- **Images for object localization**:
-=-=-=-=-

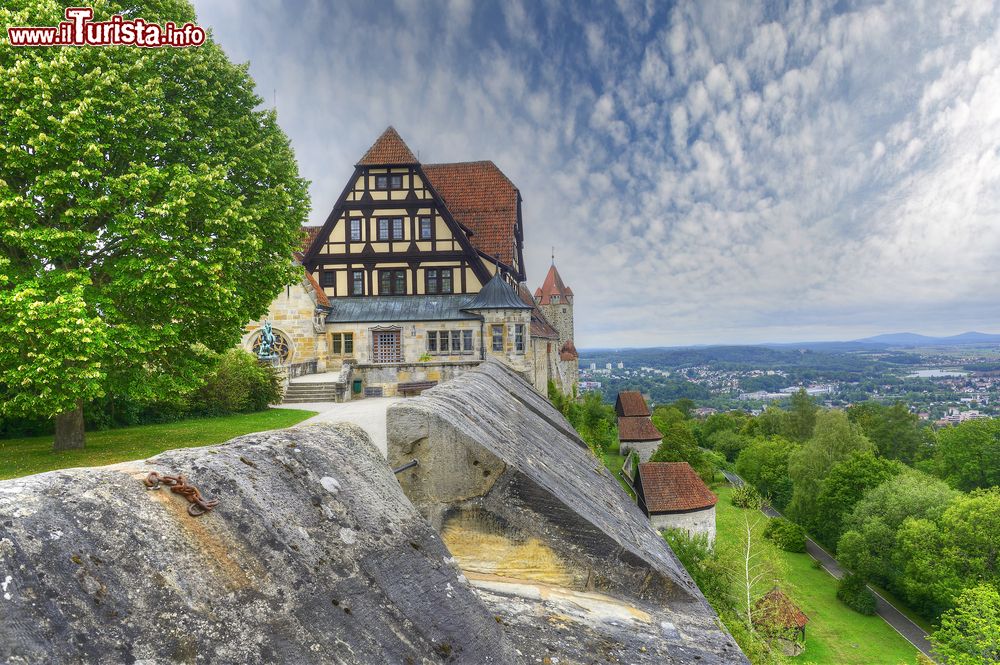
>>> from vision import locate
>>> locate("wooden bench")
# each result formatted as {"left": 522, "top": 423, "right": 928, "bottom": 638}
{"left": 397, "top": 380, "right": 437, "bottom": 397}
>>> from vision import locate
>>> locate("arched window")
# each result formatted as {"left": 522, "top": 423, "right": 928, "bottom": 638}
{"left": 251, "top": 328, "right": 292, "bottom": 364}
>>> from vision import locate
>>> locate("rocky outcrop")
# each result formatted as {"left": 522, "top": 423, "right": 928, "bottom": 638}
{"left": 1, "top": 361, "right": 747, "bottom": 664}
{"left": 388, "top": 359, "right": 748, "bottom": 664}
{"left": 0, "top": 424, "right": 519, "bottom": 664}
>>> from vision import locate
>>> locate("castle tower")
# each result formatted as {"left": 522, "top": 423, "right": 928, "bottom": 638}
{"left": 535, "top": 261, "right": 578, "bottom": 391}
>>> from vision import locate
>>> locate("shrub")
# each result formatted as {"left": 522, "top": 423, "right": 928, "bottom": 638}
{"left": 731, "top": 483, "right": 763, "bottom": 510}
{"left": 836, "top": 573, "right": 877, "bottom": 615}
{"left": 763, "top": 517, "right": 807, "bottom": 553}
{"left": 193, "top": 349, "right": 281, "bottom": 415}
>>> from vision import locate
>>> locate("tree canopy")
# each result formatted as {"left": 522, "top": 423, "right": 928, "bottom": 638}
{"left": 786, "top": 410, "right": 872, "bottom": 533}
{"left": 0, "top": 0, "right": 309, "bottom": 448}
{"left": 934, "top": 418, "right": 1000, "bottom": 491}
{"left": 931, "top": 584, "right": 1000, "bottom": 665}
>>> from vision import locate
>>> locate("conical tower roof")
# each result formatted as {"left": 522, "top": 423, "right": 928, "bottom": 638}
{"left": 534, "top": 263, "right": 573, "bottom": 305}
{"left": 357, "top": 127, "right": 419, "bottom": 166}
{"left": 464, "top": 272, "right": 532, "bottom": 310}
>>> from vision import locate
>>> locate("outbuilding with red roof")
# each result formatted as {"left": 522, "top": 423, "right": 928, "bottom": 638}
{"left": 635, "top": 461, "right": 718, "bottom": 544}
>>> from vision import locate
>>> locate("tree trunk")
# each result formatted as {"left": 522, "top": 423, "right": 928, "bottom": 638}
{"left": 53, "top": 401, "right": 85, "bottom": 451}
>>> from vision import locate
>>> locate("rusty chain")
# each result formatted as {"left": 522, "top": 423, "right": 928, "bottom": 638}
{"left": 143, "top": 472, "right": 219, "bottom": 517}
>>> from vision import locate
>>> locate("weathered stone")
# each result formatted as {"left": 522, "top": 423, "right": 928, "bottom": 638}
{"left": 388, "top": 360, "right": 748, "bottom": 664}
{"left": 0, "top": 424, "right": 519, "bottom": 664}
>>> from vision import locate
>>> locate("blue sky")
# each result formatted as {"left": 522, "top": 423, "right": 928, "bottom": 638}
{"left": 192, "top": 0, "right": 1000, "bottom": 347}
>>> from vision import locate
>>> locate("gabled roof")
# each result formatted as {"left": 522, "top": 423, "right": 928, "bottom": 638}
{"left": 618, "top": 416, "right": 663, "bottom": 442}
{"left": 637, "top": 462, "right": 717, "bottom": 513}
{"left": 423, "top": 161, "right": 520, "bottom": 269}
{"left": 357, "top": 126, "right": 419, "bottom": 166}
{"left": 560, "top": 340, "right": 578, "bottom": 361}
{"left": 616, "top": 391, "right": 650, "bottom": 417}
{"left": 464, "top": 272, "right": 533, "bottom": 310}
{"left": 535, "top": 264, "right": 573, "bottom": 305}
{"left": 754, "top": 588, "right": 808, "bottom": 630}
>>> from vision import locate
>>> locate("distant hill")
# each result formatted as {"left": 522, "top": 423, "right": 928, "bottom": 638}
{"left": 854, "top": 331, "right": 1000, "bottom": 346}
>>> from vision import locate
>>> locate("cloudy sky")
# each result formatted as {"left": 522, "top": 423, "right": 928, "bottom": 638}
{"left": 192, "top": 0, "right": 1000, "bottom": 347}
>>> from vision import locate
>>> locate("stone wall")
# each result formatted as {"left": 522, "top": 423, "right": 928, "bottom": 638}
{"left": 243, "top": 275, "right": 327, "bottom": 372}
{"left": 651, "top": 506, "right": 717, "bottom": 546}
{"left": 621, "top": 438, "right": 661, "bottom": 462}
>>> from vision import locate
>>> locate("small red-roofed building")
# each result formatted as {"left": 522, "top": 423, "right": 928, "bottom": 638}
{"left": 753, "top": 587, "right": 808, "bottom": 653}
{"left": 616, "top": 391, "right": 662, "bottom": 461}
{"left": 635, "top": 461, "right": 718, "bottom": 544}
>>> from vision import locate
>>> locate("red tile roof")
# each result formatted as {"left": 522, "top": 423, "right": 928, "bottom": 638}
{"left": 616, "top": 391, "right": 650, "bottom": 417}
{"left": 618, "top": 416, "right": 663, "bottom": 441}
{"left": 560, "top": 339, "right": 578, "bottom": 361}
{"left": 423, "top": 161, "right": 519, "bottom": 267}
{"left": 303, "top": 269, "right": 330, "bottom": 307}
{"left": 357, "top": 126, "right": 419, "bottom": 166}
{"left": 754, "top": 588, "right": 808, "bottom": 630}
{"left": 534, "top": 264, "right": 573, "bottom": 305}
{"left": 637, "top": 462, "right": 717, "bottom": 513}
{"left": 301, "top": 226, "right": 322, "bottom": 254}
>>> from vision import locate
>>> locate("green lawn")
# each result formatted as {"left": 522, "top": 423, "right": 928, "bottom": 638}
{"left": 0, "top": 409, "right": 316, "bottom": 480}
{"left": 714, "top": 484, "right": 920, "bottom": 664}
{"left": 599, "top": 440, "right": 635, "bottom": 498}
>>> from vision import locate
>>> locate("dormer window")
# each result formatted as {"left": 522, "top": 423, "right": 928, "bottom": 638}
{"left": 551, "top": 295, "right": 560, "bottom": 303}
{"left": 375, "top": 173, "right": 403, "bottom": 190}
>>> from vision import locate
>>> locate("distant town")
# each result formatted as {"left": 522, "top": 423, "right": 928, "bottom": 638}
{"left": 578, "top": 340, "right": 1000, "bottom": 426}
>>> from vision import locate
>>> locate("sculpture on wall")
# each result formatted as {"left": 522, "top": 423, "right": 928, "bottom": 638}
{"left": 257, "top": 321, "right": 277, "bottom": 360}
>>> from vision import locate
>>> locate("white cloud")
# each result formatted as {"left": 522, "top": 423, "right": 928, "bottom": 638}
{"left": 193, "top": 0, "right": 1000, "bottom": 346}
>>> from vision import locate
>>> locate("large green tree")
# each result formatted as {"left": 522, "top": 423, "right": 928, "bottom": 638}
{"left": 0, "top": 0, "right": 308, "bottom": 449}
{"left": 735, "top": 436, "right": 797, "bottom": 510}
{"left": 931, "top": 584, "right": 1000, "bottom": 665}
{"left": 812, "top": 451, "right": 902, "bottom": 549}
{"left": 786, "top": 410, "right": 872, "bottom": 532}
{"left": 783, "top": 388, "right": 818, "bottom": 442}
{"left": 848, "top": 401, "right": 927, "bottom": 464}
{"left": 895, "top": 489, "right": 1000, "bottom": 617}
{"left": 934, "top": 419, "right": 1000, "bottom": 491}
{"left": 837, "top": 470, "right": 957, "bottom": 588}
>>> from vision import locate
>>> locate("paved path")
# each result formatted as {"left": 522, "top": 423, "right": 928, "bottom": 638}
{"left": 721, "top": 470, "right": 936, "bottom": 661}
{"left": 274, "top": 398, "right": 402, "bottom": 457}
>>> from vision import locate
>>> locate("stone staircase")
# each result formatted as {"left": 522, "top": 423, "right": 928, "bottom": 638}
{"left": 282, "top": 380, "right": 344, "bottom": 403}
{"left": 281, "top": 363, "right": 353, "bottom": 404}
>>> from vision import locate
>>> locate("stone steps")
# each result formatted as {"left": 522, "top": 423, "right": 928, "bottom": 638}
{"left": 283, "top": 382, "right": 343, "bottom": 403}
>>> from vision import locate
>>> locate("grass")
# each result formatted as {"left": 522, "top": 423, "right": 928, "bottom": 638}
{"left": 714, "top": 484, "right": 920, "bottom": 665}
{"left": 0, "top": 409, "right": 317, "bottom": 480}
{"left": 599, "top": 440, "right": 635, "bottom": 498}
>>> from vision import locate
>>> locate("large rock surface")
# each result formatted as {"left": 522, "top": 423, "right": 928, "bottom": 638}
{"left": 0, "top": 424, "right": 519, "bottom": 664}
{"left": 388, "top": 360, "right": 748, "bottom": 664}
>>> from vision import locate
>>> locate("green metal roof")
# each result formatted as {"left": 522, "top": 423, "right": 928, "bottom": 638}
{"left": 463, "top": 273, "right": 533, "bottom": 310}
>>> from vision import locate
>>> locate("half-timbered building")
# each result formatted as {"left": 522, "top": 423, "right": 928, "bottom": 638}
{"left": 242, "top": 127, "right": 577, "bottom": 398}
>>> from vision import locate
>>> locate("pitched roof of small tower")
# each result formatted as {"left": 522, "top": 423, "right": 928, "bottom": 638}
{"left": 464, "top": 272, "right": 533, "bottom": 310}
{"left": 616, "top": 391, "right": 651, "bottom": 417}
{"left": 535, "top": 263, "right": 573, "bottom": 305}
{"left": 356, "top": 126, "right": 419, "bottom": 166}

-=-=-=-=-

What lines in the records above include the string "small"? Copy each one.

- **Exercise solution**:
>>> locate("small red-roofed building")
>>> locate("pitched roof of small tower")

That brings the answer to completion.